WHAT YOU WILL DO | Report, in full, every line of the listing below that contains the word "each".

TASK INPUTS |
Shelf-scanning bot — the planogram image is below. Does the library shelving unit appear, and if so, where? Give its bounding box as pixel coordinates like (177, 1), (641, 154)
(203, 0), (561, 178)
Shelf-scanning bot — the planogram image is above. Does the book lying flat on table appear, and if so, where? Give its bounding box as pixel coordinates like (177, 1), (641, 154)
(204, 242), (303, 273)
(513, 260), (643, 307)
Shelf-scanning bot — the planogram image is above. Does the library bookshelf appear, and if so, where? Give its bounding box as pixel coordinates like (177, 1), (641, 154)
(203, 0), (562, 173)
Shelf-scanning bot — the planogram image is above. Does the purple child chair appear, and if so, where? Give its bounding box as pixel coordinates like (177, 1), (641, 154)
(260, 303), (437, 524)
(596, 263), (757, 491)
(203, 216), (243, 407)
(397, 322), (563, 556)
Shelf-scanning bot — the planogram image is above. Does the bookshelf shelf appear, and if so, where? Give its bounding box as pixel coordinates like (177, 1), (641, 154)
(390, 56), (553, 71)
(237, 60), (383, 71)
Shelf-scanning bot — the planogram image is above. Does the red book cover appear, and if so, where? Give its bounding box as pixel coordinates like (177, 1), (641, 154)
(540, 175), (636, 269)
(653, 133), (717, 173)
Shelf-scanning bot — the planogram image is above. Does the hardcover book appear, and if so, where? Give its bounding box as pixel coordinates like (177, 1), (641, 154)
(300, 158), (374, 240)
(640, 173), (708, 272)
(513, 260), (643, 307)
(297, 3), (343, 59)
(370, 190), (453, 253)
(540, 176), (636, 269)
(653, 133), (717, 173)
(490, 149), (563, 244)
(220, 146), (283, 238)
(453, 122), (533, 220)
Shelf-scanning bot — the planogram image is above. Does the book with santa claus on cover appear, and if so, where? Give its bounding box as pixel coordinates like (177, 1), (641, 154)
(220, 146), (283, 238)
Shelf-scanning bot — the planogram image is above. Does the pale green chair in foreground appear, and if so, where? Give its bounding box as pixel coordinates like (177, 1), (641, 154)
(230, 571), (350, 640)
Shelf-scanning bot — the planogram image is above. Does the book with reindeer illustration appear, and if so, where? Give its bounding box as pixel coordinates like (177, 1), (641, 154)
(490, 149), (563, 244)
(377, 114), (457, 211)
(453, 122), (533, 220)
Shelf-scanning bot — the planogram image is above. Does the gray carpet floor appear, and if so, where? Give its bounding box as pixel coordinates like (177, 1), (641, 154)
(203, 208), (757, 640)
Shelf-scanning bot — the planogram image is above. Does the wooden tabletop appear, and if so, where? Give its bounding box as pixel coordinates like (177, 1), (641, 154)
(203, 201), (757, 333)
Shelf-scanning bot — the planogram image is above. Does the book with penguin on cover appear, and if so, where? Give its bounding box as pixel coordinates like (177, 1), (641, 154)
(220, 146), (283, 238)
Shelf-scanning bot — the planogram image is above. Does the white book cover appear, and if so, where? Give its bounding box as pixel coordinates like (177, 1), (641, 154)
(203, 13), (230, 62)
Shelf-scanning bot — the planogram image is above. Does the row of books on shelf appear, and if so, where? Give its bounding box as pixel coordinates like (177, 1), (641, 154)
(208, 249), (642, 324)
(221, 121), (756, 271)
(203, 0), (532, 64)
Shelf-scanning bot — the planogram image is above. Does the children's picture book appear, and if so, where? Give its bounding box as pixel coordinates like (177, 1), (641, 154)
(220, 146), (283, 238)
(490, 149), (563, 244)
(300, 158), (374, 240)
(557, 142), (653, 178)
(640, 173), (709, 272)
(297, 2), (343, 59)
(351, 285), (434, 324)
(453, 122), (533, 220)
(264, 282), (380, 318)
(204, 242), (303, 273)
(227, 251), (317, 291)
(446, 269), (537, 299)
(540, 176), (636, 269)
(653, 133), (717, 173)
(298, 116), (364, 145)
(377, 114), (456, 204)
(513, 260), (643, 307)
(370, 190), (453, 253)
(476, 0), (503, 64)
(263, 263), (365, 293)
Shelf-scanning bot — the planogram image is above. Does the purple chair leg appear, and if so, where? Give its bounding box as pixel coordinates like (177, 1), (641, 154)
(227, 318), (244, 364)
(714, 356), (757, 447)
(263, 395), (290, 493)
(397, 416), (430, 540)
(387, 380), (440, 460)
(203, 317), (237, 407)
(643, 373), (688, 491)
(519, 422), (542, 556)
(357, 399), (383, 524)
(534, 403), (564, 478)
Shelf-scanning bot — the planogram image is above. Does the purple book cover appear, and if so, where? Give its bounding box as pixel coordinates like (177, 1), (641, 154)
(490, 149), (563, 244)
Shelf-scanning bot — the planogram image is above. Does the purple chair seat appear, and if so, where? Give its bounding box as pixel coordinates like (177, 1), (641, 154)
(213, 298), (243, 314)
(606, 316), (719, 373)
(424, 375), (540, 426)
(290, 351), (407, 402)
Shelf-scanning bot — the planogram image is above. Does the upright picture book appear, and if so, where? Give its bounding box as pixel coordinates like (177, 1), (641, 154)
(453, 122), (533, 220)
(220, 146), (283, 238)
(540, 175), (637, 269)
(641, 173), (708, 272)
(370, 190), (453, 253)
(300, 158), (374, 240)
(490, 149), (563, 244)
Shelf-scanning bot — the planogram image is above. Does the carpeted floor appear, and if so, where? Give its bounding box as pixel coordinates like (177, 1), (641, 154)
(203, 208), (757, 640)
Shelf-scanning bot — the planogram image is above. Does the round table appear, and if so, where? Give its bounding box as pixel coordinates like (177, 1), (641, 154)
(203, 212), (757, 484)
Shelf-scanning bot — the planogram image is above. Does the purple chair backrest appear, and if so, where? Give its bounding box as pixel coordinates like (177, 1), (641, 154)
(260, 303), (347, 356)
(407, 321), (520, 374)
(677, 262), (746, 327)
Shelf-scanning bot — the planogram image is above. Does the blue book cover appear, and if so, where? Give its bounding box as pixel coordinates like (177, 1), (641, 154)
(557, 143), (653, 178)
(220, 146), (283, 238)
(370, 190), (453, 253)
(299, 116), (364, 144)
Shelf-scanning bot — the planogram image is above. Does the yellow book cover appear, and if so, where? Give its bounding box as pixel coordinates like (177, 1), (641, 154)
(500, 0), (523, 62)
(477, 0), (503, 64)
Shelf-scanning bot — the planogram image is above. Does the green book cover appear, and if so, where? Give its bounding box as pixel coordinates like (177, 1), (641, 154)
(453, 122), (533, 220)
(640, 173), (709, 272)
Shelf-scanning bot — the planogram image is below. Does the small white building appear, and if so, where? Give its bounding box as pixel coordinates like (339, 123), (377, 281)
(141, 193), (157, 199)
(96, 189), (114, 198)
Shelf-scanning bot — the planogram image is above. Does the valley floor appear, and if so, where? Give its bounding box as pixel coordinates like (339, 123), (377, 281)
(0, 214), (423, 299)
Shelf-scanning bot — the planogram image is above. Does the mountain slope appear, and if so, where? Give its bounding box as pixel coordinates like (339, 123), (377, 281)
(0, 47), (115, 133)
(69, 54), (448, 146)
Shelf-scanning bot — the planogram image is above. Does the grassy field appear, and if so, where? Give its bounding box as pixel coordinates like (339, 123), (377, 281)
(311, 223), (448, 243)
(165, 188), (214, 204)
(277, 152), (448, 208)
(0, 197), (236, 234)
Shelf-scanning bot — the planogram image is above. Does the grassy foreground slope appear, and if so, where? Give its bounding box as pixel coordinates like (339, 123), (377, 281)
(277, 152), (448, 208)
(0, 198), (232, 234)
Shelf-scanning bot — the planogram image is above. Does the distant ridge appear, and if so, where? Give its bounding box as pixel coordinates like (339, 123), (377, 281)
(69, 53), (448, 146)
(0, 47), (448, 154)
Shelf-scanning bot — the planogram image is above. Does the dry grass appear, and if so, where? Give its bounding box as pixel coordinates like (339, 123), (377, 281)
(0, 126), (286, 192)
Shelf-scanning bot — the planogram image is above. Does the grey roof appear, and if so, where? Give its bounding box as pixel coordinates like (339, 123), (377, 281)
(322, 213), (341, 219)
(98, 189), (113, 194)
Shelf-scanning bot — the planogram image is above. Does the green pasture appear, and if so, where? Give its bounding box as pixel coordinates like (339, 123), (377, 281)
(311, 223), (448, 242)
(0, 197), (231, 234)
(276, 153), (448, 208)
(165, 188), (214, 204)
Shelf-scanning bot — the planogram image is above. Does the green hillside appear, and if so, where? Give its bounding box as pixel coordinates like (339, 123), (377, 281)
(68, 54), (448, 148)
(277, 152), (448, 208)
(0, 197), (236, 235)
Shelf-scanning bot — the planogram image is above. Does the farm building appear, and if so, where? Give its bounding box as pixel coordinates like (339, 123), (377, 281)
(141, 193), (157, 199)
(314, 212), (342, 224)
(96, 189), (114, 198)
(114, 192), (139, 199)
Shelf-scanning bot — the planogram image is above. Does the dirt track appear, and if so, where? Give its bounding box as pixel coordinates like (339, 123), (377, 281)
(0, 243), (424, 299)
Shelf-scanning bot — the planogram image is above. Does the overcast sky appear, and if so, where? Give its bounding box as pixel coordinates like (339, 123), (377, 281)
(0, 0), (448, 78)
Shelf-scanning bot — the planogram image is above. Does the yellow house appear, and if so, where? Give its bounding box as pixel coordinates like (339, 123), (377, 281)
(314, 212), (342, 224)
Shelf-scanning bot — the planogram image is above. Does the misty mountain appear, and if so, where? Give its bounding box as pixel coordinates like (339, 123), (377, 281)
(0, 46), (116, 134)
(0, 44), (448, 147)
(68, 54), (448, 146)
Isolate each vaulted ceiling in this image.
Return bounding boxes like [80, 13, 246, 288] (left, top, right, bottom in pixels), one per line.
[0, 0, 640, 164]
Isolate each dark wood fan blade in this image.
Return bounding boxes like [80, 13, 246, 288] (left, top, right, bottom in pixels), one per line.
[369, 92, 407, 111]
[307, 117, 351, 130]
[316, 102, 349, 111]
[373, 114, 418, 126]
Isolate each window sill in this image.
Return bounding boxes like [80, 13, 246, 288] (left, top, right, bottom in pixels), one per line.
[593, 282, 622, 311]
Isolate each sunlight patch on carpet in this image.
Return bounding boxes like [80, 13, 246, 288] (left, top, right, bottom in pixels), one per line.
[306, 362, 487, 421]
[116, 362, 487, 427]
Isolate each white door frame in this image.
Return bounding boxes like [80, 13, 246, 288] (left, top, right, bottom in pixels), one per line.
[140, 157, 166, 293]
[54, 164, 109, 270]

WRITTEN ANSWER |
Isolate each vaulted ceiling in this image.
Isolate each dark wood fan blade in this image.
Isolate each window sill in this image.
Isolate each sunlight patch on carpet in this image.
Isolate each white door frame in this image.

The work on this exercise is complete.